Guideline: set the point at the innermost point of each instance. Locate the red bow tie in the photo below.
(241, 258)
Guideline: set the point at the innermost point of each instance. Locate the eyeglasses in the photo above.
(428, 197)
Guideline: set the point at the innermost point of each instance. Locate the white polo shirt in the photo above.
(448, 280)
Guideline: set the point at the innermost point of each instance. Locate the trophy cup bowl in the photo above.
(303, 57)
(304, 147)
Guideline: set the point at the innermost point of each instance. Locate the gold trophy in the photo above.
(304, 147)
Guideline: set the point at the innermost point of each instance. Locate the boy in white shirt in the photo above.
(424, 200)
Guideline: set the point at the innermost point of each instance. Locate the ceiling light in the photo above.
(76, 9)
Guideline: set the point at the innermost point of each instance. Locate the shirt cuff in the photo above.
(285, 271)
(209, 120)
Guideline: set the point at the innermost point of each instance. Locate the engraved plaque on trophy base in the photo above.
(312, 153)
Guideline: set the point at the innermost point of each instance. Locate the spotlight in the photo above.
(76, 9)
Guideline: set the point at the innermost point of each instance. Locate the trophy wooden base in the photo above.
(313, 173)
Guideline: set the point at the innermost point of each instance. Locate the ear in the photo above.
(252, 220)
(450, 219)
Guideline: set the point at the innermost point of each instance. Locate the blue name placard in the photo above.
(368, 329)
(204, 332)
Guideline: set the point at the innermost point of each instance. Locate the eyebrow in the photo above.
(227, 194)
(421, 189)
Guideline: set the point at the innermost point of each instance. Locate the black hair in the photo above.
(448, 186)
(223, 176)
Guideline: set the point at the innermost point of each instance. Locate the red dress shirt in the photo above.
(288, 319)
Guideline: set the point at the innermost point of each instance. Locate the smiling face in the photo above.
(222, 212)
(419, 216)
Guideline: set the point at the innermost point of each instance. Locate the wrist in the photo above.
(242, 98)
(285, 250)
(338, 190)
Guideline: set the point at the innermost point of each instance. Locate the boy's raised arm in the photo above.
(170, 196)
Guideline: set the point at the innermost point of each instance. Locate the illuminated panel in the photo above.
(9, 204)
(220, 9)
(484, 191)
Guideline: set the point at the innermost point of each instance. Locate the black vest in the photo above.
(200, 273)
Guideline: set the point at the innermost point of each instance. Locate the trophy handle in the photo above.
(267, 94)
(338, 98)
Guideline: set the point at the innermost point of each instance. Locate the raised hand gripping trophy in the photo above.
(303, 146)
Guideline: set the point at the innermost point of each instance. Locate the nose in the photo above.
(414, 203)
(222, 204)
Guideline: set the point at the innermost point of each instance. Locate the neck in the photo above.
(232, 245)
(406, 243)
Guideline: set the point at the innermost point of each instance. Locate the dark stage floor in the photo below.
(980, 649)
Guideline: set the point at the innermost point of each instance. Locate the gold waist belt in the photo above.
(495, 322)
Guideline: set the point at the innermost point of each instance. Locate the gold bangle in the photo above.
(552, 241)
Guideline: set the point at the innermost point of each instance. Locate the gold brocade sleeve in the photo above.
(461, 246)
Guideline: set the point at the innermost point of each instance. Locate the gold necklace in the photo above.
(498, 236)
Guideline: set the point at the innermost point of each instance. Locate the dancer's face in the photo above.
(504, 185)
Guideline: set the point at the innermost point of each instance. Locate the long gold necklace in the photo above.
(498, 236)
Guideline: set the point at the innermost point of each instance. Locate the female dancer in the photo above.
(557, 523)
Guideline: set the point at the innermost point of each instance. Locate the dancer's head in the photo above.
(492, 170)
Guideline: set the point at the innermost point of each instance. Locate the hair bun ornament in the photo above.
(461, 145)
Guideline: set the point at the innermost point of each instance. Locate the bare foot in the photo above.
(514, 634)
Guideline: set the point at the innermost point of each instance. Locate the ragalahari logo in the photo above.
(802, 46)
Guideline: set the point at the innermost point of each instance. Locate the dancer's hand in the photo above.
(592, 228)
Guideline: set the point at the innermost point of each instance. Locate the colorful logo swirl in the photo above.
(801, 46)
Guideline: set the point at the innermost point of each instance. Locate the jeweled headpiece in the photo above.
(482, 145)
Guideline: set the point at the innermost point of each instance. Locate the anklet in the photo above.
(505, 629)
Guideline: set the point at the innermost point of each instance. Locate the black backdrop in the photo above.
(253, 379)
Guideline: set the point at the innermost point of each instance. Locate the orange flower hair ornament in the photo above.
-*-
**Task brief:** Faithfully copy every entry, leaving nothing out.

**The answer:**
Guideline: set the point at the innermost point of each instance. Locate the red bow tie in the photo below.
(241, 258)
Guideline: set the point at the innermost point of each instance. Locate the eyeglasses in the photo above.
(428, 197)
Guideline: set the point at the innermost point of each instance. Locate the white polo shirt in the photo above.
(448, 280)
Guideline: set the point at the innermost point of each instance. Locate the trophy cup bowl in the photo above.
(303, 57)
(304, 147)
Guideline: set the point at the innermost point of each instance. Locate the gold trophy in the photo above.
(304, 147)
Guideline: set the point at the innermost point of each instance. Locate the boy in white shirt in the photo above.
(424, 200)
Guideline: set the point at the innermost point of each instance. Locate the ceiling light in the photo above.
(76, 9)
Guideline: set the point at the innermost point of each instance. Locate the shirt cuff in the photo above.
(285, 271)
(209, 120)
Guideline: set the point at the innermost point of each instance. Locate the engraved plaque on trophy base in the photo above.
(312, 153)
Guideline: set the point at the innermost point of each instance. Locate the spotlight in the photo above.
(76, 9)
Guideline: set the point at the innermost point of each instance. Locate the trophy wooden base in the photo above.
(313, 173)
Guideline: set the point at the innermost point of each instance. Locate the ear in the photo above.
(252, 220)
(450, 219)
Guideline: set the point at the innermost point of each instance. Locate the blue name placard in the photo above.
(368, 329)
(204, 332)
Guideline: set the point at the innermost point of each instance. Locate the eyebrow in the photo above.
(227, 194)
(421, 189)
Guideline: set the point at the innermost point of each instance. Locate the black hair in the photo above.
(448, 186)
(223, 176)
Guideline: set the point at the innermost point of each instance. Locate the red dress shirt in the photo above.
(288, 319)
Guideline: set the point at the innermost point of each instance. Locate the smiling face in the photo above.
(222, 212)
(419, 216)
Guideline: set the point at the innermost point of each instance. Locate the wrist in the photo above.
(242, 98)
(285, 250)
(338, 190)
Guideline: set the point at the innermost point of each instance. Locate the boy's raised arm in the photo above.
(170, 196)
Guideline: set the point at the innermost point of each instance. Locate the illuminated panel in the photo above.
(9, 204)
(220, 9)
(484, 191)
Guideline: set the point at the innermost point of each instance. Locate the black vest in the photo above.
(200, 273)
Guideline: set the point at the innermost point of each instance. Locate the trophy handle in the photo above.
(267, 94)
(338, 98)
Guideline: set the point at the innermost point of each instance. Locate the raised hand gripping trophy in the photo above.
(303, 146)
Guideline: set the point at the innermost point of each instance. Locate the nose in the photo above.
(414, 203)
(222, 204)
Guideline: set the point at the innermost point of each instance. Locate the neck in the photo above.
(232, 245)
(406, 243)
Guideline: set the point at the innermost point of each instance. Locate the dark stage floor in the photo below.
(980, 649)
Guideline: set the point at the innermost point of each instance. Locate the gold waist belt in the photo above.
(495, 322)
Guideline: set the point at the innermost point of each instance. Locate the gold bangle in the photo above.
(552, 241)
Guideline: set the point at the innermost point of each instance. Locate the gold brocade sleeve in the photo above.
(461, 246)
Guideline: set the point at the innermost point of each instance. Locate the gold necklace in the photo above.
(498, 236)
Guideline: set the point at the innermost point of each instance. Locate the dancer's face in the photo above.
(504, 185)
Guideline: set the point at the innermost point of each instance. Locate the long gold necklace in the photo above.
(498, 236)
Guideline: set the point at the innermost point of each instance. Locate the female dancer in the photo above.
(557, 523)
Guideline: set the point at the innermost point of each instance. Locate the dancer's head in the photo above.
(492, 170)
Guideline: set the point at the innermost point of each instance. Locate the hair bun ornament in the photo above.
(461, 145)
Guideline: set the point at the innermost point of each instance. Locate the bare foot in the photo above.
(514, 634)
Guideline: set the point at the innermost point of each instance. Locate the ragalahari logo in the photo above.
(802, 46)
Guideline: set the point at the innermost point of each instance. Locate the dancer's hand in the photo above.
(592, 228)
Guideline: set the point at the innermost point of each instance. Locate the colorful logo swirl in the photo above.
(801, 46)
Guideline: set the point at the innermost point of each instance. Locate the jeweled headpiece in the photo above.
(482, 145)
Guideline: set the point at the innermost point of each instance. Locate the anklet in the photo above.
(505, 629)
Guideline: set the point at the innermost point of each instance. Locate the black backdrop in the photo above.
(253, 379)
Guideline: set the point at the innermost point of each instance. Locate the orange flower hair ornament in the photo above.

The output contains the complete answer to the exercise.